>> start Provided entries

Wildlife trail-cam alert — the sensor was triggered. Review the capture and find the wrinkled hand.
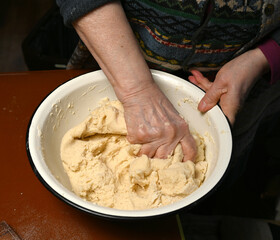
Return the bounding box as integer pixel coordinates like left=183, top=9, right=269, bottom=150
left=122, top=83, right=197, bottom=161
left=189, top=48, right=269, bottom=124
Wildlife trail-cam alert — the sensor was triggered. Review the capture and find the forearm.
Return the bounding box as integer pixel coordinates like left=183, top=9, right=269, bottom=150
left=73, top=2, right=153, bottom=101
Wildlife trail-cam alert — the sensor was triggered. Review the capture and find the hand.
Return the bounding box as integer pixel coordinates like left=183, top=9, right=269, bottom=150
left=123, top=83, right=197, bottom=161
left=189, top=48, right=269, bottom=124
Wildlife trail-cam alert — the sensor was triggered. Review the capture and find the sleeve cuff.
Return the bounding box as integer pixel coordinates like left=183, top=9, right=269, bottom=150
left=258, top=39, right=280, bottom=84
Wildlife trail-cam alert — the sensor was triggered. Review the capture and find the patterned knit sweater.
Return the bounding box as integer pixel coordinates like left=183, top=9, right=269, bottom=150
left=57, top=0, right=280, bottom=72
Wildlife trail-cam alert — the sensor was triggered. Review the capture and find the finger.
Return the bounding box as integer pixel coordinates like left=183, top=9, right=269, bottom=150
left=191, top=70, right=213, bottom=91
left=198, top=84, right=227, bottom=112
left=138, top=143, right=158, bottom=158
left=180, top=135, right=197, bottom=162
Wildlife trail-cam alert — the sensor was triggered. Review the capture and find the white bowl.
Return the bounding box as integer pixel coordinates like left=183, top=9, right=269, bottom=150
left=26, top=70, right=232, bottom=219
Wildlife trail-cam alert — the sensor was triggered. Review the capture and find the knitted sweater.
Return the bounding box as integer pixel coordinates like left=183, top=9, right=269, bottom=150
left=57, top=0, right=280, bottom=72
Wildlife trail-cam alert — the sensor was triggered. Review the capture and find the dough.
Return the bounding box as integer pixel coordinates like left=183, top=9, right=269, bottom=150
left=61, top=99, right=207, bottom=210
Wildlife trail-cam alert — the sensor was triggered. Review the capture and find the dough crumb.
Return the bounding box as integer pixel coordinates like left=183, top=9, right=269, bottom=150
left=61, top=98, right=207, bottom=210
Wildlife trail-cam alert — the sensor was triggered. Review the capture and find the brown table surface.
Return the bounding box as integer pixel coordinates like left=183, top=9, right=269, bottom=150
left=0, top=70, right=181, bottom=240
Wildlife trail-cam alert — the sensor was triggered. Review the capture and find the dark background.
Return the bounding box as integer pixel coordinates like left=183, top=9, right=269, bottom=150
left=0, top=0, right=280, bottom=224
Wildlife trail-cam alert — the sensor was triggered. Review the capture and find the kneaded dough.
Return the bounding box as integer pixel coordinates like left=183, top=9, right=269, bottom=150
left=61, top=99, right=207, bottom=210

>> end Provided entries

## [Task goal]
Format each line of the data above as a JSON list of strings, one string per line, with blank lines left out. Leave the pictures out of your answer.

## [Task output]
[
  "Wildlife trail-cam alert — the sensor was triggered. Review the capture and find the wrinkled hand.",
  "Return the bounding box as integer pixel coordinates like left=183, top=9, right=269, bottom=150",
  "left=122, top=83, right=197, bottom=161",
  "left=189, top=48, right=269, bottom=124",
  "Wildlife trail-cam alert — the sensor was triggered. Review the capture and find the forearm.",
  "Return the bounding box as integer pixel coordinates like left=183, top=9, right=269, bottom=150",
  "left=73, top=2, right=153, bottom=101",
  "Wildlife trail-cam alert — the sensor was triggered. Review the capture and find the hand.",
  "Return the bounding box as integer pixel coordinates like left=183, top=9, right=269, bottom=150",
  "left=123, top=83, right=197, bottom=161",
  "left=189, top=48, right=269, bottom=124",
  "Wildlife trail-cam alert — the sensor was triggered. Review the capture and find the sleeve cuff.",
  "Return the bounding box as integer pixel coordinates like left=183, top=9, right=269, bottom=150",
  "left=258, top=39, right=280, bottom=84",
  "Wildlife trail-cam alert — the sensor was triggered. Review the capture and find the patterned knit sweater.",
  "Return the bounding box as integer pixel coordinates like left=183, top=9, right=269, bottom=150",
  "left=57, top=0, right=280, bottom=72",
  "Wildlife trail-cam alert — the sensor was triggered. Review the capture and find the finger.",
  "Return the bounding box as integer pixel coordinates like left=183, top=9, right=269, bottom=150",
  "left=191, top=70, right=213, bottom=91",
  "left=198, top=84, right=227, bottom=112",
  "left=138, top=143, right=158, bottom=158",
  "left=180, top=135, right=197, bottom=162",
  "Wildlife trail-cam alert — the sensor was triggered. Review the capture and find the white bowl.",
  "Return the bounding box as integer pixel coordinates like left=183, top=9, right=269, bottom=150",
  "left=26, top=70, right=232, bottom=219",
  "Wildlife trail-cam alert — the sensor was triggered. Review the capture and find the knitted sweater.",
  "Return the bounding box as integer pixel coordinates like left=183, top=9, right=269, bottom=150",
  "left=57, top=0, right=280, bottom=72",
  "Wildlife trail-cam alert — the sensor was triggered. Review the capture and find the dough.",
  "Return the bounding box as integer pixel coordinates like left=183, top=9, right=269, bottom=150",
  "left=61, top=99, right=207, bottom=210",
  "Wildlife trail-cam alert — the sensor was triggered. Review the capture and find the dough crumb.",
  "Return the bounding box as integer pixel coordinates like left=183, top=9, right=269, bottom=150",
  "left=61, top=98, right=207, bottom=210",
  "Wildlife trail-cam alert — the sensor was triggered. Review the capture and find the brown table surface.",
  "Return the bounding box as integer pixel coordinates like left=183, top=9, right=269, bottom=150",
  "left=0, top=70, right=181, bottom=240",
  "Wildlife trail-cam alert — the sensor was triggered. Review the capture and find the dark background.",
  "Return the bounding box as integer pixel coordinates like left=183, top=9, right=269, bottom=150",
  "left=0, top=0, right=280, bottom=224",
  "Wildlife trail-cam alert — the sensor was triggered. Review the capture and find the kneaded dough.",
  "Return the bounding box as integer pixel coordinates like left=183, top=9, right=269, bottom=150",
  "left=61, top=99, right=207, bottom=210"
]